** begin RECORDS TO PROCESS **
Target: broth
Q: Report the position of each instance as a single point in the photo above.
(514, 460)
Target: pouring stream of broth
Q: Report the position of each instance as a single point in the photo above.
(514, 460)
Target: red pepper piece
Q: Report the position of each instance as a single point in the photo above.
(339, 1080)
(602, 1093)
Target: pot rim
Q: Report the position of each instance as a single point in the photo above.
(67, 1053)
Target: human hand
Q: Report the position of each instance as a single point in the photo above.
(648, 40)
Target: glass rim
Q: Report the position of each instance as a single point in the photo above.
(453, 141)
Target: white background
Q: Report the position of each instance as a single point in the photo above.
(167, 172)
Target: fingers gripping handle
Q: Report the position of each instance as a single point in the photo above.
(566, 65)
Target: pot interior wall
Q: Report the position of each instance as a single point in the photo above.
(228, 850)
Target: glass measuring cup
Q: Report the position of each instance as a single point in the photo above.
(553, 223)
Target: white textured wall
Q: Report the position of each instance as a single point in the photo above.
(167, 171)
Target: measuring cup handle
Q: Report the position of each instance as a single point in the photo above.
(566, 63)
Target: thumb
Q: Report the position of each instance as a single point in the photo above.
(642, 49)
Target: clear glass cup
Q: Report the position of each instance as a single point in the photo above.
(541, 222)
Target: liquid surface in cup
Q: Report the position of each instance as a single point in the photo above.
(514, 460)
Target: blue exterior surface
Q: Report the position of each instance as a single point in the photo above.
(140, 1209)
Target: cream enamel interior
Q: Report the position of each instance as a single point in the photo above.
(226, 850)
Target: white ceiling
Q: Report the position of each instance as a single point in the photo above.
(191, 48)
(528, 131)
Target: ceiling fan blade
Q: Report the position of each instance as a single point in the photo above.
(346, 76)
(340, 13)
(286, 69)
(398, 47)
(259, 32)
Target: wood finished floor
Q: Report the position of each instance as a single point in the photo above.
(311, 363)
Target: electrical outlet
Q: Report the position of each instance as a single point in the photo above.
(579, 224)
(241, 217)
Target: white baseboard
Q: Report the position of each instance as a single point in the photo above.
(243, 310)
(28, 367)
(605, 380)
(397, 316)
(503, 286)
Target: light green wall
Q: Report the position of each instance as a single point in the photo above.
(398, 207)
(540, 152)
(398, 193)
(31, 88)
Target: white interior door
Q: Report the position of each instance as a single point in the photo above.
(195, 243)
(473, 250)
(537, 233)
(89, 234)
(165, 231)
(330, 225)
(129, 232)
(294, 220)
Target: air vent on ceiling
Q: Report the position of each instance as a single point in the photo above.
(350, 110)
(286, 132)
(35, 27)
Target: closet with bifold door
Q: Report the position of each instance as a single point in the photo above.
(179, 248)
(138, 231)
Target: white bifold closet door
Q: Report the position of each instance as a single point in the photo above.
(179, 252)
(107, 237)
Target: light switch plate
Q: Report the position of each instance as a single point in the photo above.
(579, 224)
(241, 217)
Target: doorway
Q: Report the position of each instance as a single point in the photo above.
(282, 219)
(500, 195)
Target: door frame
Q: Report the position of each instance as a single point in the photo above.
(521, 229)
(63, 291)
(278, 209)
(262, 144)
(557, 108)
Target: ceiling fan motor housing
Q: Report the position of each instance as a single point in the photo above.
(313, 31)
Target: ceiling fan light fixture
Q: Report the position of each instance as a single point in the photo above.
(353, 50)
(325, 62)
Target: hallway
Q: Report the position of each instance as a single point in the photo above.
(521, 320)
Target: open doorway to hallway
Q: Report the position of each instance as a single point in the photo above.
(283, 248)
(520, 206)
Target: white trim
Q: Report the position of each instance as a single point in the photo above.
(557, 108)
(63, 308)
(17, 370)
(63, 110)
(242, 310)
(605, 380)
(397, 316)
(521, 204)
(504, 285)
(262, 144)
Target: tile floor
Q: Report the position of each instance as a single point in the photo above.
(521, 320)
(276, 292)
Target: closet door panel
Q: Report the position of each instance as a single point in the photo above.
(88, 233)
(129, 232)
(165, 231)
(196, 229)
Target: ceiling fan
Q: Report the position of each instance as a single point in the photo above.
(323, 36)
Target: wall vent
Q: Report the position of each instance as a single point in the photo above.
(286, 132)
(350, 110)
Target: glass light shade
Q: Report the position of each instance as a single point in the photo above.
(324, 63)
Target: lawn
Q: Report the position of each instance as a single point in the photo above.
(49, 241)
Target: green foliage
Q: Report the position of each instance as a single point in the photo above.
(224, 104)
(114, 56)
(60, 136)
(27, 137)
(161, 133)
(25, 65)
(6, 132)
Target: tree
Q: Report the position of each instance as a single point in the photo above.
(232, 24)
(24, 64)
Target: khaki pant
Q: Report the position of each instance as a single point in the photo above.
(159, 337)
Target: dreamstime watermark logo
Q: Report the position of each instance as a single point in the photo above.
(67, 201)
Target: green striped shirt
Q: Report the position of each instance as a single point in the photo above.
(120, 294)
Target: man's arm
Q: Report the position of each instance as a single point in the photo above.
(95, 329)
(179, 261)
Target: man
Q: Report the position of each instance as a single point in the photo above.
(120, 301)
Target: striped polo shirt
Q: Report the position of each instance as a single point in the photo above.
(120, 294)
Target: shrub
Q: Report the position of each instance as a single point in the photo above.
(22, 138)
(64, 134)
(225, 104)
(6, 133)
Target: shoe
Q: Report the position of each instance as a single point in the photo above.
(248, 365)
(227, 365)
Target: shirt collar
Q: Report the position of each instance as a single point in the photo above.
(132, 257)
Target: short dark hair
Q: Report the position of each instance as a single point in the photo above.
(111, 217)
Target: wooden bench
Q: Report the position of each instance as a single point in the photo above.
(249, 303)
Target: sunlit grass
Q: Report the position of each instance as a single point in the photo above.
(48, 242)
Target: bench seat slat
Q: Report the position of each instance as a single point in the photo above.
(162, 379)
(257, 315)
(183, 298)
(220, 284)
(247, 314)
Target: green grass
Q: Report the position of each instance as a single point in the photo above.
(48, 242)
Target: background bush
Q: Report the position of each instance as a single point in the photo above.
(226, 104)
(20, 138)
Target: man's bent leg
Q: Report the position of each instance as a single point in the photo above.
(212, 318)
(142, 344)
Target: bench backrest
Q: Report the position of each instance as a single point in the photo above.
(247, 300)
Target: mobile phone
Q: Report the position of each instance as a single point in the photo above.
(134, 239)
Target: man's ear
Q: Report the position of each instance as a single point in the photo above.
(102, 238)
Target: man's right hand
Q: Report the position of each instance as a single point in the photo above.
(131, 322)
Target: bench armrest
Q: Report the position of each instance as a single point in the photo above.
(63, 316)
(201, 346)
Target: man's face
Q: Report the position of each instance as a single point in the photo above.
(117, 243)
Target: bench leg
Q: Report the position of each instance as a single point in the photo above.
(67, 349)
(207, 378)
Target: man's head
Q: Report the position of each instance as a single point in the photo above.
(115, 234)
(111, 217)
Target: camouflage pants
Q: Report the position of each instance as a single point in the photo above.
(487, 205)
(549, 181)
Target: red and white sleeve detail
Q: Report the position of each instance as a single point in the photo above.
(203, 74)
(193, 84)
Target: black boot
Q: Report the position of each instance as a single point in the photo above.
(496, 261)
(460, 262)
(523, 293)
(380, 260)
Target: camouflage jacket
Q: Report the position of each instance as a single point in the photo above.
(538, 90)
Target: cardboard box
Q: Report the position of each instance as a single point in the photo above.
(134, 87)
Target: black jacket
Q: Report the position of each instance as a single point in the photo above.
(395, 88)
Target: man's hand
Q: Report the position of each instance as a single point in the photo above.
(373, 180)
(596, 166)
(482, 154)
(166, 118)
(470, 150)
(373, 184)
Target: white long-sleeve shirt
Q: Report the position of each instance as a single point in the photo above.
** end RECORDS TO PROCESS **
REQUIRED WORK: Write down the full listing again, exactly.

SOLUTION TO THE EXERCISE:
Target: broth
Q: Report the position of each instance as a single point in the photo above.
(514, 460)
Target: pouring stream of broth
Q: Report the position of each instance as a single point in the photo above.
(514, 460)
Target: red pepper piece
Q: Report the position of each instance as a single point in the photo above.
(339, 1080)
(602, 1093)
Target: pot rim
Q: Report the position of each instance as a single point in the photo above.
(67, 1053)
Target: human hand
Q: Report the position of each instance as a single point in the photo above.
(648, 40)
Target: glass rim
Q: Report the position of each instance as a single point in the photo above.
(453, 141)
Target: white background
Q: Report the position of each instance as a single point in the photo above.
(167, 172)
Target: fingers gripping handle
Q: Report the position of each instance as a single point in the photo above.
(566, 65)
Target: pot interior wall
Q: Report the position of each instance as a single point in the photo above.
(228, 850)
Target: glass measuring cup
Q: Report the position of each instance as a single point in the photo above.
(553, 223)
Target: white textured wall
Q: Report the position of each instance as a single point in the photo above.
(167, 171)
Target: measuring cup handle
Q: Report the position of each instance as a single point in the photo above.
(566, 63)
Target: thumb
Q: Report the position of each instance as a single point in the photo above.
(642, 49)
Target: clear glass cup
Q: Report the position of each instance as a single point in the photo above.
(541, 222)
Target: liquid surface in cup
Q: Report the position of each instance as a single point in the photo above.
(514, 460)
Target: blue exterior surface
Q: Report the position of each instance as a single point in the photo above.
(140, 1209)
Target: cream enamel interior
Q: Report the position of each instance as a single point in the photo above.
(226, 850)
Target: white ceiling
Q: Report the position of each instance as a single point in the photo above.
(191, 48)
(528, 131)
Target: ceiling fan blade
Q: Report the position of each instance as a single point in the photo above.
(346, 76)
(340, 13)
(286, 69)
(398, 47)
(259, 32)
Target: wood finished floor
Q: Report the position of each instance as a single point in the photo above.
(311, 363)
Target: electrical outlet
Q: Report the position of each instance as a single point in the photo above.
(579, 224)
(241, 217)
Target: white baseboard
Q: Report the position of each instance as a single point in the photo above.
(243, 310)
(28, 367)
(605, 380)
(397, 316)
(503, 286)
Target: light green wall
Q: Report the position of each instance as a single point in the photo above.
(398, 207)
(540, 152)
(398, 193)
(31, 88)
Target: white interior door
Q: Report the position of each instance as a single point in the photo above.
(195, 243)
(473, 250)
(537, 233)
(89, 234)
(165, 231)
(330, 225)
(129, 232)
(294, 220)
Target: air vent on ceiling
Q: Report the position of each instance as a single point in the photo above.
(350, 110)
(286, 132)
(35, 27)
Target: closet with bifold door
Q: Report the position of each instance as a single point in the photo above.
(179, 248)
(138, 231)
Target: white bifold closet door
Q: Report the position of each instance as a single point in the photo above.
(179, 252)
(107, 237)
Target: light switch plate
Q: Report the position of each instance as a single point in the photo above.
(579, 224)
(241, 217)
Target: doorway
Q: Report the position of each instance as a single point in the photo above.
(282, 219)
(500, 195)
Target: door frame
Q: Report the position of each instance as a single point in the photo above.
(521, 229)
(63, 291)
(278, 209)
(262, 144)
(557, 108)
Target: ceiling fan motor housing
Q: Report the position of each instance as a single point in the photo above.
(313, 31)
Target: ceiling fan light fixture
Q: Report the position of each instance as a single point in the photo above.
(353, 50)
(325, 62)
Target: hallway
Q: Report the position of each instance as a single point in the photo above.
(521, 320)
Target: open doorway to hallway
Q: Report the position of each instance as a single point in the photo above.
(283, 248)
(520, 206)
Target: white trim
Q: Report the position of each instance as a single point in the photo above.
(557, 108)
(63, 308)
(17, 370)
(63, 110)
(242, 310)
(605, 380)
(397, 316)
(521, 204)
(504, 285)
(262, 144)
Target: tile floor
Q: Report the position of each instance as a single point in the photo above.
(521, 320)
(276, 292)
Target: closet door panel
Q: Report the position of each instance as a single point in the photo above.
(88, 233)
(129, 232)
(165, 231)
(196, 229)
Target: ceiling fan
Q: Report the position of each instance as a single point in the photo above.
(323, 36)
Target: wall vent
Q: Report the position of each instance as a single point in the photo above.
(286, 132)
(350, 110)
Target: glass light shade
Q: Report the position of each instance as a single point in the photo above.
(324, 63)
Target: lawn
Q: Report the position of each instance as a single point in the photo above.
(49, 241)
Target: green foliage
Q: Report the position of each instance as a single point in the photo above.
(224, 104)
(114, 56)
(60, 136)
(27, 137)
(161, 133)
(25, 65)
(6, 132)
Target: tree
Q: Report the position of each instance as a single point in the photo above.
(232, 24)
(24, 64)
Target: khaki pant
Q: Report the position of each instance as a single point in the photo above.
(159, 337)
Target: dreamstime watermark logo
Q: Report the position of each instance as a single point in the photo above.
(67, 201)
Target: green striped shirt
Q: Report the position of each instance as a single point in the photo above.
(120, 294)
Target: man's arm
Q: Report the position of each instance as a single point in the photo above.
(95, 329)
(179, 261)
Target: man
Q: Report the position of each instance as a single point in the photo above.
(120, 301)
Target: striped polo shirt
Q: Report the position of each instance as a single point in the photo above.
(120, 294)
Target: shrub
Q: Report the position of each instance as a single point in the photo above.
(22, 138)
(64, 134)
(225, 104)
(6, 133)
Target: shoe
Q: Report the position of each instance as a single point in the photo above.
(248, 365)
(227, 365)
Target: shirt collar
Q: Report the position of each instance as a single point in the photo above.
(132, 257)
Target: short dark hair
Q: Report the position of each instance as a single point in the photo above.
(111, 217)
Target: wooden bench
Q: Report the position of each instance as a single point in the photo above.
(249, 303)
Target: sunlit grass
Q: Report the position of each instance as a single point in the photo above.
(48, 242)
Target: bench seat slat
Q: Report the position of each instance as a single point in the photo above.
(162, 379)
(257, 315)
(183, 298)
(220, 284)
(247, 314)
Target: green grass
Q: Report the position of each instance as a single point in the photo above.
(48, 242)
Target: background bush
Q: Report the position of each instance as a single point in the photo above.
(226, 104)
(20, 138)
Target: man's bent leg
Q: Report the position of each instance as a single point in the photo above.
(212, 318)
(142, 344)
Target: bench backrest
Q: Report the position of each instance as a single point in the photo above.
(247, 300)
Target: mobile phone
Q: Report the position of each instance as a single point in the photo above.
(134, 239)
Target: man's ear
Q: Report the position of each instance as a single point in the photo above.
(102, 238)
Target: man's right hand
Q: Report the position of each instance as a single point in the photo above.
(131, 322)
Target: bench armrest
Q: Report the position of each instance as a single point in the photo above.
(63, 316)
(201, 346)
Target: man's face
Q: Report the position of each instance as a single point in the photo above.
(117, 243)
Target: bench leg
Q: Report the position of each instance as a single point in the photo above.
(67, 349)
(207, 378)
Target: man's head
Q: Report the position of each instance as a single point in the photo above.
(115, 234)
(111, 217)
Target: camouflage pants
Q: Report the position of each instance as a single point in the photo above.
(487, 205)
(549, 181)
Target: red and white sleeve detail
Q: Report the position of each instance as a single point in the photo above.
(203, 74)
(193, 84)
Target: black boot
Q: Report the position of each instance as a single point in the photo above.
(496, 261)
(460, 262)
(523, 293)
(380, 260)
Target: camouflage jacket
Q: Report the position of each instance as a single point in the photo above.
(538, 90)
Target: cardboard box
Q: Report the position of each instance as a single point in the photo above.
(134, 87)
Target: black jacket
Q: Report the position of each instance as a single point in the photo above.
(395, 88)
Target: man's hand
Q: Report the position of each instance as a single point in the photo above.
(373, 180)
(596, 166)
(482, 154)
(166, 118)
(470, 150)
(373, 184)
Target: white long-sleeve shirt
Q: Report the position of each instance as a single point in the photo above.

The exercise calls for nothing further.